Extracted data entries:
# # # #
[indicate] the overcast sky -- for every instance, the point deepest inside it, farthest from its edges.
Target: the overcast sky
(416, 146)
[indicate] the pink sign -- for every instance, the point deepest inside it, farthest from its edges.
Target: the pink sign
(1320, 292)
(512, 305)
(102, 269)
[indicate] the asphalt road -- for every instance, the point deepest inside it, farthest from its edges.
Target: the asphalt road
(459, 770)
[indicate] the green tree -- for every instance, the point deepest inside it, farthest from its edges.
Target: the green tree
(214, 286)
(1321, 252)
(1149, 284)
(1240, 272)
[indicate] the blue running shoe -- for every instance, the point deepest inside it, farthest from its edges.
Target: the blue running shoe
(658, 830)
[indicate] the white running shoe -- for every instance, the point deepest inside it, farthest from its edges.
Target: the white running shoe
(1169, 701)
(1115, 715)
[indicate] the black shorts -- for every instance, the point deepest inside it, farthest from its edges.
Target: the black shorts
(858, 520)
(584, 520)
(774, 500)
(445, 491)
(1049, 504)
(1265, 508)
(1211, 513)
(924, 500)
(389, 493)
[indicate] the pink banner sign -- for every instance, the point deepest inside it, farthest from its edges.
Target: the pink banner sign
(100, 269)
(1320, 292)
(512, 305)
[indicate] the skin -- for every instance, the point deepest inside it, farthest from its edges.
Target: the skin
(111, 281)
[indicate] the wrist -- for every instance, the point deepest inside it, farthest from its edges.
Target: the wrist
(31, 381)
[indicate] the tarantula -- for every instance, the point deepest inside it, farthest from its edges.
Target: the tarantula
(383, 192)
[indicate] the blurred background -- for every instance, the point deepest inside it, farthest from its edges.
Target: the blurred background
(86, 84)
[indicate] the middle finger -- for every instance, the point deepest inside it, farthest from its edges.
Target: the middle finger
# # # #
Copy out every one of the entries above word for word, keeping each line as it appears.

■ **IN RESPONSE**:
[indicate] the overcast sky -- for every instance, the point deepest inside it, farthest from its edges.
Target: the overcast sky
(416, 146)
[indicate] the pink sign -- for every instance, the point deepest inside it, farthest from its edges.
Target: the pink sign
(1320, 292)
(512, 305)
(102, 269)
[indicate] the asphalt road -- for every instance, the point deepest inside it, farthest from its edges.
Target: the asphalt road
(459, 770)
[indicate] the green tree -- for every instance, the point deepest inside it, farthest from its edges.
Target: the green tree
(214, 286)
(1321, 252)
(1149, 284)
(1240, 272)
[indicate] the blue running shoe -- for every instance, the point deepest inside it, farthest from its edges.
Target: the blue running shoe
(658, 830)
[indicate] the white running shoe -- for every instance, the point deepest inside it, farthest from its edges.
Target: the white running shoe
(1169, 701)
(1115, 715)
[indicate] the black shorts -- for every instance, the point deepest inside it, farthest from its edges.
Target: the black shorts
(858, 520)
(584, 520)
(774, 500)
(445, 491)
(1049, 504)
(1265, 508)
(1211, 513)
(924, 500)
(389, 493)
[indicate] the pink banner sign -- for every instance, the point deepest inside it, farthest from its edges.
Target: the pink banner sign
(100, 269)
(1320, 292)
(512, 305)
[indicate] the skin -- for every instance, the point deepest inside it, farthest from its edges.
Target: the skin
(111, 281)
[indicate] the wrist -- for every instance, the point deepest inside it, farthest from its edges.
Target: the wrist
(31, 381)
[indicate] the tarantula -- for every instance, the point deepest inside it, farthest from its edges.
Target: the tarantula
(383, 192)
[indicate] the blurred background -- for every instance, the point deepest inside it, farthest from its edges.
Target: the blurred background
(86, 84)
[indicate] the middle finger -- for every instance, the point deepest inside it, farthest from its edges.
Target: the middle finger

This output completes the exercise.